What the task requires:
Answer the following from the LSAT discussion below, one answer a line:
1. At what number of missed questions does the curve start for a score of 170?
2. Which LSAT does the text advise taking if LG is one's best section?
3. In the example of the 175 scorer, how many questions are missed on LG?

Text shown:

↓

If you wanna do games, grind now until June!
In short, no one knows, LSAC says it won't change anything, but I think that scores 170+ will go down.
At the moment, LG is a freebie section for high scorers, basically a guaranteed -0 or at worst -2. The same can't be said about LR or RC, so naturally it makes sense to think that with the removal of the easiest test section, high scorers will decrease.
There is, however, a lot of stuff we don't know yet, like if they will change the questions for LR or RC to make them easier/harder. Another thing worth noting is that some of the people you are applying to law school with will have LSAT scores from the past two years and June, so you'll be sending in apps with a lot of LG test takers.
Guess we will have to find out in August. Until then, if LG is your best section, take the June LSAT, and if its not, then wait till August.
How would 170 go down if it is a curved exam? I am trying to understand. With LR and RC more people are likely to get more questions wrong, but if it is curved there should not be any issue with getting 170+. I am trying to understand this.
I think you are probably right on this. The same reason for why some 'harder' tests give you a 170 for -5/-6, whereas other 'easier' tests would curve a 170 at -3/-4 etc
The "curve" is based on section difficulty. It starts at -7 for a 170, and moves up or down depending on how hard or easy each section is. A hard RC section might move the curve to a -8, but an easy LR section can balance it out back to a -7.
Now take for example a super common variant of a 175 scorer who scores -2 on LR, -3 on RC, and -0 on LG on normal difficulty sections (ones that do not move the test curve). Subbing out the LG section for an LR section would most likely make them miss 1-2 more questions, making him go from -5 to -7 overall... but it wouldn't change the curve because the section itself is normal difficulty.

↑

Records shown:
↓

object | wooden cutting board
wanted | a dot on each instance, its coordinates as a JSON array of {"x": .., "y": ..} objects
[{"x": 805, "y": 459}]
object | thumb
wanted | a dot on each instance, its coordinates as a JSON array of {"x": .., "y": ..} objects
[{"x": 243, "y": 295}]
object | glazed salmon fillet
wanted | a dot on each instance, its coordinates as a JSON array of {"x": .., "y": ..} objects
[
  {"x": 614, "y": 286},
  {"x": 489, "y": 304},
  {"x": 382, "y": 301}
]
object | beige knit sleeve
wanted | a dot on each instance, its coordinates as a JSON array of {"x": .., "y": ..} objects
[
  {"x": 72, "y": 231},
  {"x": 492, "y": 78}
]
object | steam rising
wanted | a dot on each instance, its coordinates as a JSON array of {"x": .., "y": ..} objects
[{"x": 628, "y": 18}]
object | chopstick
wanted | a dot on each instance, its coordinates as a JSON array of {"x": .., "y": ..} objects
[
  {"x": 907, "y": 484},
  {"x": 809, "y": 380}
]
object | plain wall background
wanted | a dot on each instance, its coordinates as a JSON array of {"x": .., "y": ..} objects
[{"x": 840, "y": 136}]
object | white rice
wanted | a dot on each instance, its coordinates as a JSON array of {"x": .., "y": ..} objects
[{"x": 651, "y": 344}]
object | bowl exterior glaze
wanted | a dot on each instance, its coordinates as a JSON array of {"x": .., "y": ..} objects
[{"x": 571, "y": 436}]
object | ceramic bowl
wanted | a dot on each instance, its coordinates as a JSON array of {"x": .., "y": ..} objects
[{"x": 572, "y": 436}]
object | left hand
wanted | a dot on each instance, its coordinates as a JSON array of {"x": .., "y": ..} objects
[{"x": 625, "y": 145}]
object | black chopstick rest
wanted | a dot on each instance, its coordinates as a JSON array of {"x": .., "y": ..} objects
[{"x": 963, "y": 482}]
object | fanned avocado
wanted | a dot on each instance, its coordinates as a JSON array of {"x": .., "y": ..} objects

↑

Solution to this task:
1. -7
2. The June LSAT
3. -0